╭──

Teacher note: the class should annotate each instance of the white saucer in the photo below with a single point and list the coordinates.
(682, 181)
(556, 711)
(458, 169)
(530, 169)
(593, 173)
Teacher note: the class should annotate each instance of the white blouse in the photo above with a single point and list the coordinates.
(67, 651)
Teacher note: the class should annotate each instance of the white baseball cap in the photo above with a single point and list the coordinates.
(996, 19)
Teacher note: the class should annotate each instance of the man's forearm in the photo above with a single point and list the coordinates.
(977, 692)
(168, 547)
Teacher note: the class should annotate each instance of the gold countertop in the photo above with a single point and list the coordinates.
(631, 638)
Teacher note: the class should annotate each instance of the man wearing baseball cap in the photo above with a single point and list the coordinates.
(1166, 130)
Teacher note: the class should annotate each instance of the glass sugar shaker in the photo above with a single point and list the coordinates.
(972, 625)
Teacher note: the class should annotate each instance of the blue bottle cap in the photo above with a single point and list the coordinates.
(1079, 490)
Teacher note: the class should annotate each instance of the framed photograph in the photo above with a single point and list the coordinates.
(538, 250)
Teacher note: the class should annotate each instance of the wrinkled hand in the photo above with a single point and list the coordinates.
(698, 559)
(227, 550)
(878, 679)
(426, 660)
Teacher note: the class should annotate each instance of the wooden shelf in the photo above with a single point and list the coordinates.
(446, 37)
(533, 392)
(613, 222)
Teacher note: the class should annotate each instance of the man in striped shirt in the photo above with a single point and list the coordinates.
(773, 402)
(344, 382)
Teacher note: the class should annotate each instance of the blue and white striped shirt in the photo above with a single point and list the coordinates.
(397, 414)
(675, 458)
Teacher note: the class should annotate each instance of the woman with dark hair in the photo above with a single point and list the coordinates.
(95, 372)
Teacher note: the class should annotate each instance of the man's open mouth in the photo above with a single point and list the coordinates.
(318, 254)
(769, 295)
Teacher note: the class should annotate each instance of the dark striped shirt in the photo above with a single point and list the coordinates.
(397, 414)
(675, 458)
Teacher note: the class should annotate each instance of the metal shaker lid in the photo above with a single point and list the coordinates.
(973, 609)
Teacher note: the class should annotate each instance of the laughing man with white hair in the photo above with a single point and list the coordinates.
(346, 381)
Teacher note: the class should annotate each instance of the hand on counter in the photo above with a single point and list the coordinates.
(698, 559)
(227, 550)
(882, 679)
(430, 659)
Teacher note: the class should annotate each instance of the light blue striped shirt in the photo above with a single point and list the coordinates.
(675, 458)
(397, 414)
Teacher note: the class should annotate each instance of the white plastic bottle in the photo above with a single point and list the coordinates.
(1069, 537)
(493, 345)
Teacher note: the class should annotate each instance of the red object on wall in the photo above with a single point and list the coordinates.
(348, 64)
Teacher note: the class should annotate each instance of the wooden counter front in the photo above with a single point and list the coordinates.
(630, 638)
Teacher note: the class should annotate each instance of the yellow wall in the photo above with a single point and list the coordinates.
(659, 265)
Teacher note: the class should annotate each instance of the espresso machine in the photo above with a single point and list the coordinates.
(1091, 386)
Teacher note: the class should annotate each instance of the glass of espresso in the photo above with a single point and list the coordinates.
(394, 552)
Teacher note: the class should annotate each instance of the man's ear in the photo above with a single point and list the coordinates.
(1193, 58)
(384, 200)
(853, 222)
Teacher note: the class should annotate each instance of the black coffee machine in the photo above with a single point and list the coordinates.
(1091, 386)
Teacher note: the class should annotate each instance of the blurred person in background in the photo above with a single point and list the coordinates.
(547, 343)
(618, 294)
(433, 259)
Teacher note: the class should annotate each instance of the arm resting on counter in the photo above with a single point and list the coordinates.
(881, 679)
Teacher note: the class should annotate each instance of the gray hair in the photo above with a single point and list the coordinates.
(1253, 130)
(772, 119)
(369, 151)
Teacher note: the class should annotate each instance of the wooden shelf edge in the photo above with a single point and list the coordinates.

╰──

AIM OF THE TASK: Copy the entire listing above word for word, keeping every line in its original order.

WRITTEN RESPONSE:
Teacher note: the class should annotate each instance of the white saucer in the photo below with a single point and list the coordinates.
(682, 181)
(556, 711)
(458, 169)
(530, 169)
(593, 173)
Teacher note: the class should annotate each instance of the white blouse in the photo above with a single point and list the coordinates.
(67, 651)
Teacher note: the class should annotate each instance of the white baseball cap in the photo above with a single point and list the coordinates.
(996, 19)
Teacher note: the class should annotate each instance of the man's forearm in the photo above with a single point and list the coordinates.
(977, 692)
(168, 547)
Teacher note: the class should annotate each instance of the gold countertop in the photo above with a single point and list the coordinates.
(631, 638)
Teacher note: the class should annotate each instance of the man wearing baseball cap in the photo above with a single point and list the coordinates.
(1166, 130)
Teacher note: the class should annotate each instance of the glass sugar shaker in the photo above with a single point and list the coordinates.
(972, 625)
Teacher note: the class should annotate each instance of the blue bottle cap in the photo above with a single point and list the coordinates.
(1079, 490)
Teacher note: the class should annotate each instance of the framed photograph in the photo above with a single point and list the coordinates.
(538, 250)
Teacher note: the class should annotate each instance of the wrinkled hand in the photo above with a single point and list the coordinates.
(698, 559)
(227, 550)
(878, 679)
(426, 660)
Teacher note: the class should annotate each instance of the wooden shelf in the photo above with a single point and list the coordinates.
(446, 37)
(533, 392)
(613, 222)
Teacher note: the class should annotate each instance of the man in striped shirt in the photo above with a single point and list the coordinates.
(773, 402)
(344, 382)
Teacher note: the class should annotate each instance of the blue and white striped shirt in the photo above with a single point and list the coordinates.
(397, 414)
(675, 458)
Teacher note: the class should annotate each instance of the woman with dark hair in the photo above with a single point and list the coordinates.
(95, 372)
Teacher note: the class should annotate each instance of the man's open mouth in the photo above with a single point and list the coordinates.
(318, 254)
(769, 295)
Teacher note: the class should annotate each instance of the dark striped shirt in the photo above with a single point and list the coordinates.
(397, 414)
(675, 458)
Teacher note: the class should annotate each instance of the metal shaker lid in the photo above with a single point and list the coordinates.
(973, 609)
Teacher note: the class should annotate each instance of the laughing man with white hair in the photo above with a single point and list the coordinates.
(346, 381)
Teacher note: the class should annotate each instance of the hand on counter in the photo above with a single point and list the coordinates.
(698, 559)
(227, 550)
(882, 679)
(430, 659)
Teacher note: the class should annotate each instance of the light blue striped shirt in the photo above with a single point and list the coordinates.
(675, 458)
(397, 414)
Teacher note: the class should annotate each instance of the white plastic bottle in the photo above with a single point and list the coordinates.
(1069, 537)
(493, 345)
Teacher note: the class should annotate each instance of the red object on wall in the photo above with a single point and list the coordinates.
(348, 64)
Teacher note: the class should annotate each instance of the wooden counter front in the photo above with a single point and list the coordinates.
(630, 638)
Teacher note: the class should annotate each instance of the yellow wall in the photo above with a single point and list the coordinates.
(659, 265)
Teacher note: the class should annotate each instance of the espresso machine in the photo above with a single point and list the coordinates.
(1091, 386)
Teacher note: the class should annotate each instance of the glass of espresso in the photo above with a single point and list the coordinates.
(394, 552)
Teacher note: the class should annotate each instance of the man's ear in the photo above with a single point and list the coordinates.
(1193, 58)
(384, 200)
(853, 222)
Teacher note: the class should annotate each instance of the black coffee machine in the photo above with a single point and list the coordinates.
(1091, 386)
Teacher note: the class should annotate each instance of the blurred person in background in the photo above with a single point and list the coordinates.
(547, 343)
(618, 294)
(433, 259)
Teacher note: the class should annotate each instance of the arm resting on counter in the photo above with a single point and list the coordinates.
(881, 679)
Teacher note: the class should annotate each instance of the gray hair in the photo above with a single point and list the coordinates.
(1253, 130)
(772, 119)
(369, 151)
Teacher note: the class should annotate each instance of the wooden shelf edge in the photo above with a single point and list the coordinates.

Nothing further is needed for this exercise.